WORK TO BE COMPLETED = From the listing below, pull out the lines that hold "post".

PROVIDED DATA =
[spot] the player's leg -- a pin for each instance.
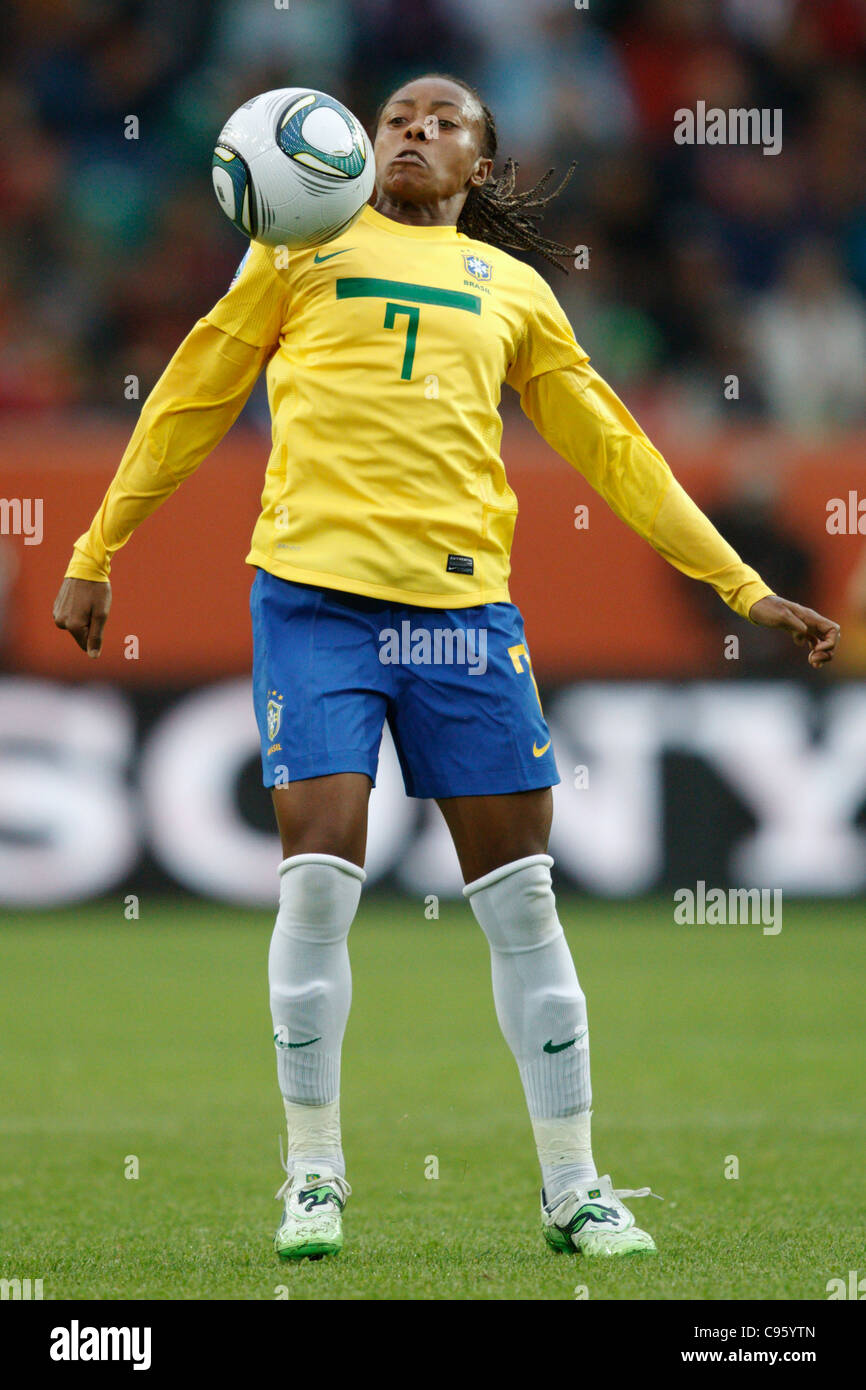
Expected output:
(540, 1004)
(323, 831)
(542, 1014)
(477, 741)
(320, 716)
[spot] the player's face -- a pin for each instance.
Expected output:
(427, 145)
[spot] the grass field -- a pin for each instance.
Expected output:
(152, 1039)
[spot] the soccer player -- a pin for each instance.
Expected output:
(387, 510)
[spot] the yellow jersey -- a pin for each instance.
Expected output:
(385, 356)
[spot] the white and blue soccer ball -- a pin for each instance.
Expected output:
(292, 168)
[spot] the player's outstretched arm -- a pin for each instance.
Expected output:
(192, 406)
(585, 421)
(805, 626)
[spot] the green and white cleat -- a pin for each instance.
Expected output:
(313, 1218)
(592, 1221)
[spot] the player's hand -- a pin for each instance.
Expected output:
(82, 609)
(805, 626)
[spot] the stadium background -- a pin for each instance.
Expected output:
(134, 1002)
(705, 264)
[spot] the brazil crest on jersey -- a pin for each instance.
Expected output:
(391, 348)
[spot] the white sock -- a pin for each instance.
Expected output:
(541, 1008)
(310, 984)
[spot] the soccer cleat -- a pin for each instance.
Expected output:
(312, 1222)
(592, 1221)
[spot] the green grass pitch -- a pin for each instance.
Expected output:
(152, 1039)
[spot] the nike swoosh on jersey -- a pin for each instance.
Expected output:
(319, 259)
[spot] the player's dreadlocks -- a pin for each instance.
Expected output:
(496, 211)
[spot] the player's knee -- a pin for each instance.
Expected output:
(515, 905)
(319, 897)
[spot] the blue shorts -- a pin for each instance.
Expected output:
(455, 685)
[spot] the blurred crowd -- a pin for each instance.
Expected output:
(705, 262)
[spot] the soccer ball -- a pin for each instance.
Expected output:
(292, 168)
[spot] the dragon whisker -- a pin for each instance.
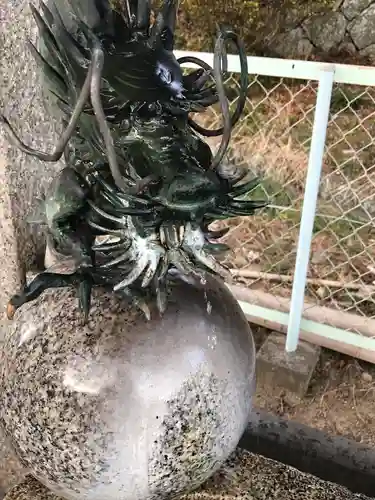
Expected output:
(105, 230)
(105, 215)
(134, 274)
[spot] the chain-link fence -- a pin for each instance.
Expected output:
(274, 138)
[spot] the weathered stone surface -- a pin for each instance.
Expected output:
(244, 476)
(326, 31)
(279, 372)
(293, 44)
(21, 177)
(141, 409)
(353, 8)
(362, 28)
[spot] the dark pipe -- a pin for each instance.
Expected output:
(330, 458)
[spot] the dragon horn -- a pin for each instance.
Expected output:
(143, 12)
(166, 18)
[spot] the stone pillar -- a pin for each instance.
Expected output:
(21, 177)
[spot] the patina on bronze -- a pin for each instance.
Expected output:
(137, 170)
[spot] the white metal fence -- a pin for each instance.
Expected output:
(308, 132)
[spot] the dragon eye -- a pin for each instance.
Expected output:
(165, 75)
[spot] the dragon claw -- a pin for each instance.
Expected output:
(11, 310)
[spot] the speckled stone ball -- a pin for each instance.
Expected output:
(124, 408)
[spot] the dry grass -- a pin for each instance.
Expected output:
(274, 138)
(339, 400)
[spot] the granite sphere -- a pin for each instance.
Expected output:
(124, 408)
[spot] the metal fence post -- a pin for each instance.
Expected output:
(323, 103)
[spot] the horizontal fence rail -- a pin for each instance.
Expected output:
(306, 264)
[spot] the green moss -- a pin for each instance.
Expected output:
(255, 20)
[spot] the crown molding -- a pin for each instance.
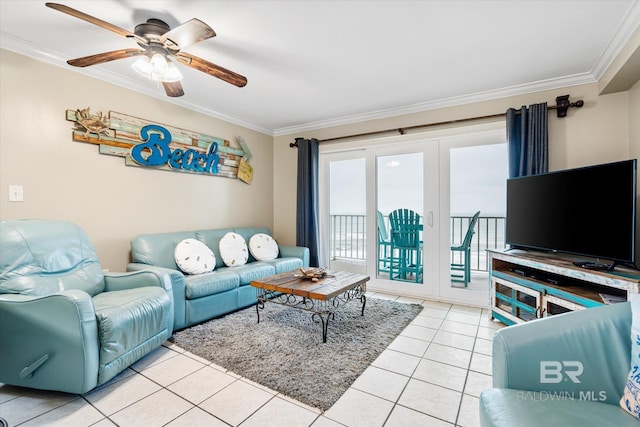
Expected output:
(538, 86)
(22, 47)
(628, 26)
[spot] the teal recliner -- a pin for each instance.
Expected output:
(564, 370)
(64, 324)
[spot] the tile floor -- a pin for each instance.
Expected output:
(431, 375)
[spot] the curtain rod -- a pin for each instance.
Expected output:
(562, 105)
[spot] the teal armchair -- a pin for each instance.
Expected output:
(65, 324)
(564, 370)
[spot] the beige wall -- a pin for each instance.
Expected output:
(69, 180)
(596, 133)
(63, 179)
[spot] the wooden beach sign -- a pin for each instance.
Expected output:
(162, 147)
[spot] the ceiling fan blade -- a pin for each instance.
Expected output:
(173, 89)
(100, 58)
(93, 20)
(211, 69)
(187, 34)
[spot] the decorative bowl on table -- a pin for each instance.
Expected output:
(312, 273)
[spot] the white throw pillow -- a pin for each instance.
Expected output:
(233, 250)
(263, 247)
(630, 400)
(194, 257)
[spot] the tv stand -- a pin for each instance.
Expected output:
(527, 285)
(590, 265)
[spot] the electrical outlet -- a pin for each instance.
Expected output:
(16, 193)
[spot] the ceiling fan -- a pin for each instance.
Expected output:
(159, 43)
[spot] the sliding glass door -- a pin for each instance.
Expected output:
(361, 190)
(472, 203)
(404, 212)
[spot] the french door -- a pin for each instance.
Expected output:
(443, 181)
(362, 186)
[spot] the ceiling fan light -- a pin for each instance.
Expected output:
(158, 64)
(142, 66)
(172, 74)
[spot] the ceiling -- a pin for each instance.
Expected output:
(313, 64)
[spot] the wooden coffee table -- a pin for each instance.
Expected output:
(321, 298)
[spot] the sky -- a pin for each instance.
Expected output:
(477, 182)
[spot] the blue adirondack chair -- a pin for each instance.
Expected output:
(406, 246)
(464, 265)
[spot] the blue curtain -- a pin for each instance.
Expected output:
(307, 206)
(528, 140)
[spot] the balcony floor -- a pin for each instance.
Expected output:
(479, 279)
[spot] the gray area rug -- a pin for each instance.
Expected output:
(285, 351)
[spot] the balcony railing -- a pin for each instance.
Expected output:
(347, 237)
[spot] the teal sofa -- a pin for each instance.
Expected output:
(564, 370)
(202, 297)
(64, 324)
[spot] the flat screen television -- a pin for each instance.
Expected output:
(588, 211)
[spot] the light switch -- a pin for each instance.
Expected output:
(16, 193)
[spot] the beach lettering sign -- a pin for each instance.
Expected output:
(161, 147)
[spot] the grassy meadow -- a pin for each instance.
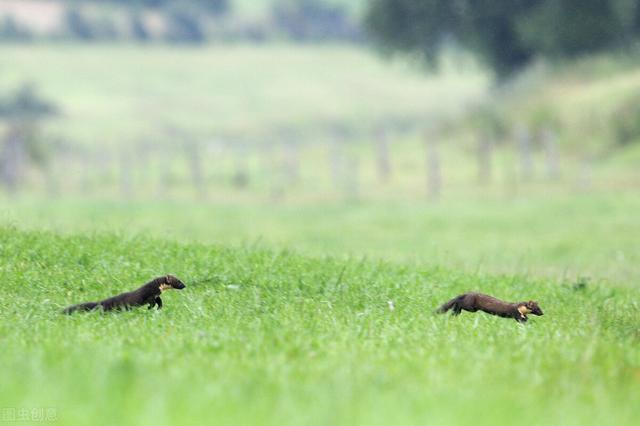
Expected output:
(286, 318)
(272, 337)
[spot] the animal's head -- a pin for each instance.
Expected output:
(530, 307)
(170, 282)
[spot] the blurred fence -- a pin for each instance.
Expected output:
(339, 166)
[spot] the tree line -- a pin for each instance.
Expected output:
(506, 35)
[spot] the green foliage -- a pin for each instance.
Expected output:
(10, 30)
(313, 20)
(26, 104)
(78, 25)
(262, 337)
(184, 25)
(506, 34)
(625, 121)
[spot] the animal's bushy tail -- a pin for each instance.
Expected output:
(80, 307)
(450, 304)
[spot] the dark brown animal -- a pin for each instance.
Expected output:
(147, 294)
(473, 302)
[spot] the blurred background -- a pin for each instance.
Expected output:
(499, 136)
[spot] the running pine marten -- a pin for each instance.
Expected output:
(473, 302)
(147, 294)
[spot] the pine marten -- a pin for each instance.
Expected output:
(473, 302)
(147, 294)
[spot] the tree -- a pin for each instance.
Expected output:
(505, 34)
(22, 111)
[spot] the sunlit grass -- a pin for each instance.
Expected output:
(273, 337)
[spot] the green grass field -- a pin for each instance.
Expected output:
(592, 235)
(286, 318)
(273, 337)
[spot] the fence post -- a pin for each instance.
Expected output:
(382, 155)
(434, 172)
(523, 138)
(485, 150)
(550, 144)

ANSWER BELOW =
[spot] the metal fence post -- a pin for each instance.
[spot] the fence post -- a pin for each instance.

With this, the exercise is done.